_Text excerpt_
☆ ☆ ☆ ☆ ☆ ☆ ☆
May 23, 2007

  • Four of the Best Years of my Life

    Three members of my family have birthdays today.  It is the seventh anniversary of my dog Koji’s birth.  He had six brothers and a sister, and the young couple from whom we bought firewood were going to kill all the males because they were getting ready to move and the only pup they’d found a home for was the female.

    Out of a box of seven puppies obviously only about three to four weeks old, too young to be taken from their mother, Doug and I chose the one who moved around the most and cried the least.  The couple said they were part husky and part collie, but as he grew we saw the bone structure of a doberman and the markings of an Alsatian.
☆ ☆ ☆ ☆ ☆ ☆ ☆
Write out, word for word, the part of the blog entry about Koji from "May 23, 2007" up to and including "of an Alsatian.". Draw only on the blog entry about Koji for your work here.

_Saved data entries_
☆ ☆ ☆ ☆ ☆ ☆ ☆
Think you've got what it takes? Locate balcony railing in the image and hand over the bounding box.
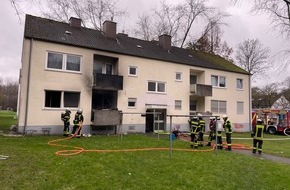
[190,84,212,96]
[93,73,123,90]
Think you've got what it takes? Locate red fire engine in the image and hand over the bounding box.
[252,109,290,135]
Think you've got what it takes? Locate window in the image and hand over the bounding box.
[237,79,244,89]
[66,55,81,71]
[44,91,61,108]
[105,63,113,75]
[211,100,227,113]
[189,100,196,111]
[129,66,137,76]
[148,82,165,92]
[237,102,244,114]
[128,98,137,108]
[175,100,182,110]
[211,75,226,88]
[63,92,80,108]
[46,52,81,72]
[44,90,80,108]
[175,72,182,81]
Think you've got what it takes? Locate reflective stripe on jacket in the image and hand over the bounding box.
[253,124,265,140]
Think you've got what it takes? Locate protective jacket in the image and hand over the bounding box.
[252,124,265,140]
[190,120,200,135]
[223,119,232,133]
[74,113,84,126]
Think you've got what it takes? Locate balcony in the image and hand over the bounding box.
[190,84,212,96]
[93,73,123,90]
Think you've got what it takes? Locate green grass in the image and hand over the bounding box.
[0,111,17,133]
[0,133,290,190]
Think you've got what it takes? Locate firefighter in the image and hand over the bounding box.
[251,119,265,154]
[206,117,215,146]
[223,115,232,151]
[197,114,205,146]
[214,116,223,150]
[190,116,200,149]
[72,108,84,138]
[61,109,71,136]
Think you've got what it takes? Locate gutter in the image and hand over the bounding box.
[23,38,33,135]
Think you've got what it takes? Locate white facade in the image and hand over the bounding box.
[19,39,251,134]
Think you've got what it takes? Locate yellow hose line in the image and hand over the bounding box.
[47,135,252,156]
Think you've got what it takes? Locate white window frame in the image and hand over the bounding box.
[128,66,138,77]
[236,78,244,90]
[211,75,227,88]
[128,98,137,108]
[237,101,244,114]
[147,81,166,94]
[174,100,182,110]
[45,51,82,73]
[210,100,227,114]
[175,72,182,82]
[43,89,81,109]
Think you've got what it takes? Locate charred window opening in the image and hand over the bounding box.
[94,55,118,75]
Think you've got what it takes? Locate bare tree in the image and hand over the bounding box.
[236,39,271,80]
[231,0,290,72]
[134,14,155,41]
[188,22,233,62]
[135,0,226,48]
[0,78,18,109]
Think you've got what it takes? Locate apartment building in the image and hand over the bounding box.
[18,15,251,134]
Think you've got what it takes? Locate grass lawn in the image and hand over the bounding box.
[0,111,17,133]
[0,133,290,190]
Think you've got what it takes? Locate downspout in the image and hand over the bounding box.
[23,39,33,135]
[249,74,252,132]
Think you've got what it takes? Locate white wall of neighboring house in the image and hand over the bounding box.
[19,39,250,133]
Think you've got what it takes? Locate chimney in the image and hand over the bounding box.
[103,20,117,38]
[69,17,82,28]
[159,34,171,50]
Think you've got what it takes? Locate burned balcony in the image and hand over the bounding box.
[190,84,212,96]
[93,73,123,90]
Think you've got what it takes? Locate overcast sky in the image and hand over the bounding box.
[0,0,289,86]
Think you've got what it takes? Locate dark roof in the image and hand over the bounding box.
[24,15,249,74]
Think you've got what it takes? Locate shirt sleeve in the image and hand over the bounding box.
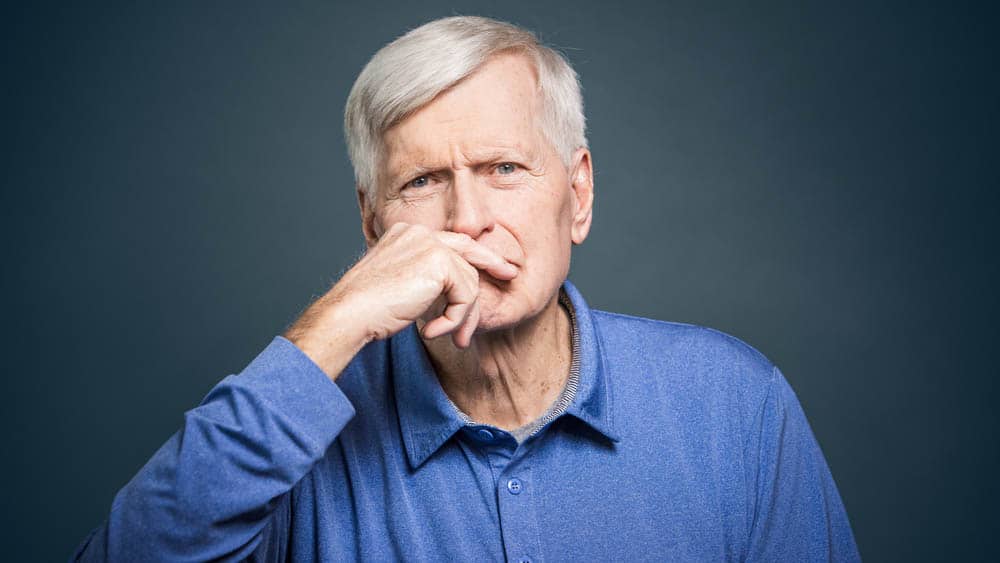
[744,368,861,562]
[71,336,355,561]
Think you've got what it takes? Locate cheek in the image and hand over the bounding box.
[380,203,445,230]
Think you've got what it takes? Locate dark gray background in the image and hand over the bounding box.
[0,1,1000,561]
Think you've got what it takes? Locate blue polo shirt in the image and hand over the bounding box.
[73,280,860,562]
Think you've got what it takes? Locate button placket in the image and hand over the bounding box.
[497,460,541,563]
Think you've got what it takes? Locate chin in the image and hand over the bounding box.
[476,280,540,333]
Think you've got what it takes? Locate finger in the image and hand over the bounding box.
[424,264,479,338]
[435,231,518,280]
[452,299,479,348]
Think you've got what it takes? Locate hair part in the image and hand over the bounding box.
[344,16,587,203]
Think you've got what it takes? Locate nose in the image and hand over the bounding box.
[447,173,496,239]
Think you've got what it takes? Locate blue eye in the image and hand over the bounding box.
[497,162,517,176]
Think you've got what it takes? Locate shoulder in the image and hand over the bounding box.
[592,310,777,405]
[593,310,774,372]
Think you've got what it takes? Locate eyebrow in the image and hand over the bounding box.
[389,147,531,187]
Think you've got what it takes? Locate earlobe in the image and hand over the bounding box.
[570,148,594,244]
[356,186,379,248]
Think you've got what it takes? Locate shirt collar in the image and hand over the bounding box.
[389,280,619,469]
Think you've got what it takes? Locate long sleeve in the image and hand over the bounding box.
[72,336,355,561]
[744,368,861,562]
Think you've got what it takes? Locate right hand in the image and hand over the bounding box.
[285,223,518,377]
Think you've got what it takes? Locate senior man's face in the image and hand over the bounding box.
[359,50,593,332]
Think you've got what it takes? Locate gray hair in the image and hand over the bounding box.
[344,16,587,202]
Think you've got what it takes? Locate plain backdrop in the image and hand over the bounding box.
[0,0,1000,561]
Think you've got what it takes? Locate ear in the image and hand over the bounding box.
[569,148,594,244]
[355,186,381,248]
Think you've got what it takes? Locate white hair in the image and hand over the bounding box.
[344,16,587,202]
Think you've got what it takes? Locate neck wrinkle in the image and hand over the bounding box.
[423,287,572,429]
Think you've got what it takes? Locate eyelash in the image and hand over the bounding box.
[403,162,521,189]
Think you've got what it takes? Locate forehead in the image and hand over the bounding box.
[383,54,541,176]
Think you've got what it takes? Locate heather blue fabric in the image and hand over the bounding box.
[73,281,860,562]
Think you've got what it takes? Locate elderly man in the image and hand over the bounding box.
[75,17,859,561]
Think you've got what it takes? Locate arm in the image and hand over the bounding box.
[73,223,518,561]
[744,368,861,562]
[73,336,355,561]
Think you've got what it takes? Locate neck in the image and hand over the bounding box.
[423,292,572,430]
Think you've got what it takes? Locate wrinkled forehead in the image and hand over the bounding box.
[380,54,543,183]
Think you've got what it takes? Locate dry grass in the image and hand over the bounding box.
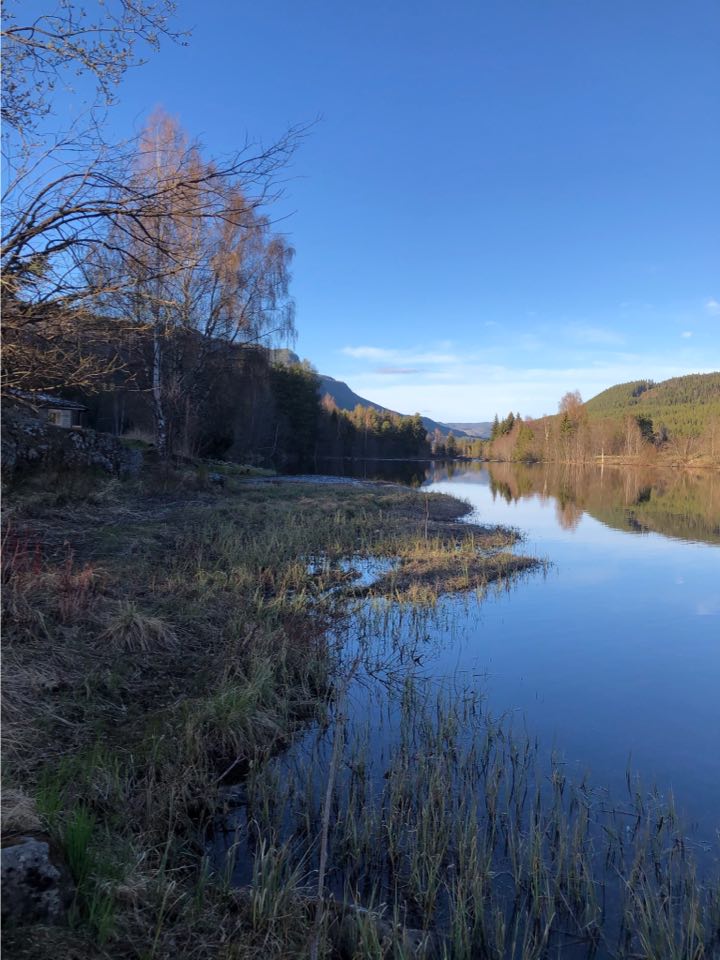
[3,471,532,958]
[97,600,178,654]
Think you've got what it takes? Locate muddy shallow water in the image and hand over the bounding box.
[211,463,720,957]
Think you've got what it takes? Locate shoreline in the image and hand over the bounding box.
[3,470,534,958]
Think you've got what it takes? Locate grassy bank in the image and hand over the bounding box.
[3,469,529,957]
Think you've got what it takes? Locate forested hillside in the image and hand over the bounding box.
[487,373,720,463]
[585,373,720,437]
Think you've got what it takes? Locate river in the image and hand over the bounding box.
[215,461,720,960]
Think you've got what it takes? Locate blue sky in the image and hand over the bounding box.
[94,0,720,420]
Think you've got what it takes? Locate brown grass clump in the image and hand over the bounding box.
[97,600,178,653]
[0,787,42,836]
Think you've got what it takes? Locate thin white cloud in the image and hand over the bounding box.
[342,347,397,360]
[340,353,712,422]
[341,344,461,366]
[565,323,625,346]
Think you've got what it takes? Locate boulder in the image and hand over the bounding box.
[0,833,75,926]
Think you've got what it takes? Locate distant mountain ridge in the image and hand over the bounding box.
[584,373,720,436]
[270,348,472,439]
[445,420,492,440]
[319,374,471,438]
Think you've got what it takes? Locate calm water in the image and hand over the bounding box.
[426,464,720,834]
[218,461,720,944]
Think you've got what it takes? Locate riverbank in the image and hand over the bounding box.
[3,469,533,957]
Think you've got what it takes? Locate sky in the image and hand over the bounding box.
[74,0,720,421]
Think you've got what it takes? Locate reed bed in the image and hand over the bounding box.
[216,680,720,960]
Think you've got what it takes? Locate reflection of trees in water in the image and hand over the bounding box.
[555,500,584,530]
[487,463,720,543]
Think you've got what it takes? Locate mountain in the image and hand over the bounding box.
[269,347,472,438]
[445,420,492,440]
[319,374,472,437]
[584,373,720,437]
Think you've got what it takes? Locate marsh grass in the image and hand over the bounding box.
[2,476,528,957]
[3,467,720,960]
[222,683,720,960]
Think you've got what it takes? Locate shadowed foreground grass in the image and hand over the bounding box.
[3,471,544,957]
[3,472,720,960]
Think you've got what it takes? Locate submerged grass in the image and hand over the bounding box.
[2,470,720,960]
[2,469,536,957]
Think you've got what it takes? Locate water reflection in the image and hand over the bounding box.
[318,458,720,544]
[472,463,720,544]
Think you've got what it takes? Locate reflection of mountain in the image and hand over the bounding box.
[488,463,720,544]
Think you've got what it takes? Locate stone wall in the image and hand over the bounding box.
[2,404,143,482]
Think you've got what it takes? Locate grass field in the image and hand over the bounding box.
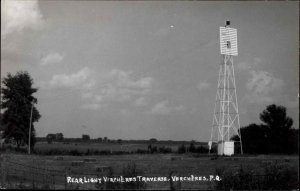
[1,144,299,190]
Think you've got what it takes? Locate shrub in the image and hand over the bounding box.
[159,146,172,154]
[177,144,186,154]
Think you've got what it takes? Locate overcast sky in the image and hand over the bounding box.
[1,0,299,141]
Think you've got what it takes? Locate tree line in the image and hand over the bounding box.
[0,71,299,154]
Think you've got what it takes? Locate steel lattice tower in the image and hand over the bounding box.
[209,21,243,154]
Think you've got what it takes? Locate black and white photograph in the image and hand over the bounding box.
[0,0,300,190]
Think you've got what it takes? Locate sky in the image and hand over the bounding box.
[1,0,299,141]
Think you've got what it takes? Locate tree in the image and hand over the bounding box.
[232,123,268,154]
[46,134,55,144]
[260,104,293,153]
[232,104,299,153]
[189,141,196,153]
[82,135,90,141]
[55,133,64,141]
[1,71,41,147]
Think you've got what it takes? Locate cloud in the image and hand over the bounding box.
[49,67,93,88]
[107,69,152,89]
[197,82,209,90]
[236,57,262,71]
[82,103,102,110]
[1,0,44,38]
[41,53,64,65]
[244,70,284,103]
[134,97,148,107]
[98,69,153,101]
[82,69,153,109]
[150,100,184,115]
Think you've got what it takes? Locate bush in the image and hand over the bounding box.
[158,146,172,154]
[195,146,208,153]
[177,144,186,154]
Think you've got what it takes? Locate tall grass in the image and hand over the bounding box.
[215,162,299,190]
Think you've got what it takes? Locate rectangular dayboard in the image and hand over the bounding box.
[220,27,238,56]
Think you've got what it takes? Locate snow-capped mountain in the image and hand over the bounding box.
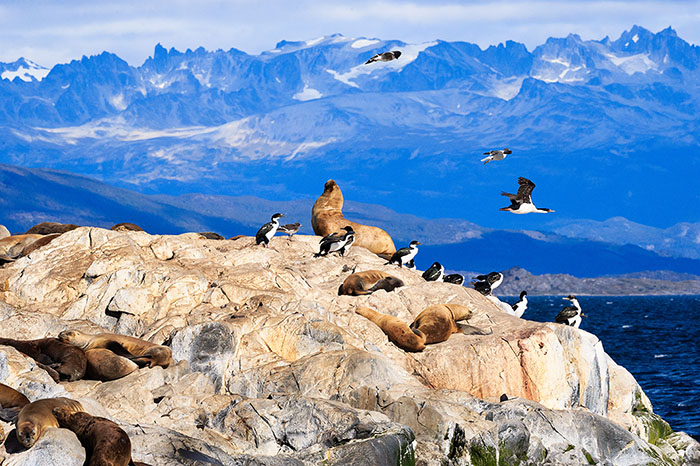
[0,26,700,229]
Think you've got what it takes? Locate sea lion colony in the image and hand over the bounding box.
[0,180,576,458]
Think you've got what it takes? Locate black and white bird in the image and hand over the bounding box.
[512,291,527,317]
[314,226,355,257]
[472,281,491,296]
[255,213,284,247]
[500,176,554,214]
[473,272,503,291]
[387,241,420,267]
[423,262,445,282]
[481,147,513,165]
[442,273,464,285]
[277,222,301,239]
[365,50,401,65]
[554,295,586,328]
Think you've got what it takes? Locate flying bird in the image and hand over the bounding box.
[500,176,554,214]
[314,226,355,257]
[365,50,401,65]
[513,291,527,317]
[387,241,420,267]
[481,147,513,165]
[255,213,284,247]
[423,262,445,282]
[554,295,586,328]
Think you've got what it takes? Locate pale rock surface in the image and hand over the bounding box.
[0,228,700,465]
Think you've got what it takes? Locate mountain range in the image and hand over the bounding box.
[0,26,700,273]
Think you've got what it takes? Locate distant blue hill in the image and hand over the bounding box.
[0,26,700,230]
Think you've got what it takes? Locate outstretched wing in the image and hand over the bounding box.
[509,176,535,204]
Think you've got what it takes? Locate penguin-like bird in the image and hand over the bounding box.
[473,272,503,291]
[387,241,420,267]
[442,273,464,285]
[481,147,513,165]
[314,226,355,257]
[513,291,527,317]
[365,50,401,65]
[554,295,586,328]
[423,262,445,282]
[499,176,554,214]
[277,222,301,239]
[255,213,284,247]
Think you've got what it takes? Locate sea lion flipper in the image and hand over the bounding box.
[457,323,493,335]
[0,406,22,424]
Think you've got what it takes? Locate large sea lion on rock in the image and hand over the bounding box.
[355,307,425,352]
[410,304,486,345]
[17,397,83,448]
[338,270,403,296]
[58,330,173,367]
[311,180,396,257]
[0,338,87,382]
[25,222,79,235]
[53,407,138,466]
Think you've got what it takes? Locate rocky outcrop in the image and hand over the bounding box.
[0,228,698,465]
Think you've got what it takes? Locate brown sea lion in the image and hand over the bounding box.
[355,307,425,351]
[85,348,139,382]
[311,180,396,257]
[410,304,486,345]
[0,338,87,382]
[110,222,143,231]
[0,383,29,409]
[338,270,403,296]
[17,397,83,448]
[53,407,133,466]
[25,222,79,235]
[58,330,173,367]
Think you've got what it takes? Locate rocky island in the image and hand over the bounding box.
[0,227,700,466]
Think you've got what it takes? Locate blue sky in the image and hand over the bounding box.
[0,0,700,67]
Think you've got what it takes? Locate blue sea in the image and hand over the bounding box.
[502,296,700,440]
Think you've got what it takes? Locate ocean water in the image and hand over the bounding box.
[501,296,700,440]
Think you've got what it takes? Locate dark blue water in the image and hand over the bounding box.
[503,296,700,440]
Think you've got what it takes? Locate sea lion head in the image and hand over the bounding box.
[17,420,38,448]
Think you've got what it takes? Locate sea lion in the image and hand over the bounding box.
[0,338,87,382]
[355,307,425,352]
[25,222,79,235]
[110,222,143,231]
[58,330,173,367]
[16,397,83,448]
[338,270,403,296]
[409,304,486,345]
[53,407,133,466]
[85,348,139,382]
[0,383,29,409]
[311,180,396,257]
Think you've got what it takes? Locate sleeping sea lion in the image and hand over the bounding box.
[410,304,486,345]
[25,222,79,235]
[355,307,425,352]
[53,407,133,466]
[58,330,173,367]
[311,180,396,257]
[338,270,403,296]
[0,338,87,382]
[85,348,139,382]
[17,397,83,448]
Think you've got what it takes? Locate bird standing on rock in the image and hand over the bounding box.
[481,147,513,165]
[387,241,420,267]
[314,226,355,257]
[255,213,284,247]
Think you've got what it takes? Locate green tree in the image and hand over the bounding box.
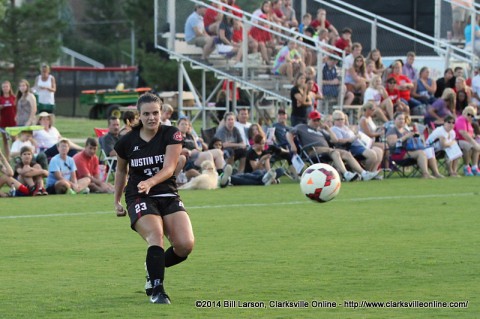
☆ ☆ ☆ ☆ ☆ ☆ ☆
_Solved problem_
May 23, 2007

  • Four of the Best Years of my Life

    Three members of my family have birthdays today.  It is the seventh anniversary of my dog Koji’s birth.  He had six brothers and a sister, and the young couple from whom we bought firewood were going to kill all the males because they were getting ready to move and the only pup they’d found a home for was the female.

    Out of a box of seven puppies obviously only about three to four weeks old, too young to be taken from their mother, Doug and I chose the one who moved around the most and cried the least.  The couple said they were part husky and part collie, but as he grew we saw the bone structure of a doberman and the markings of an Alsatian.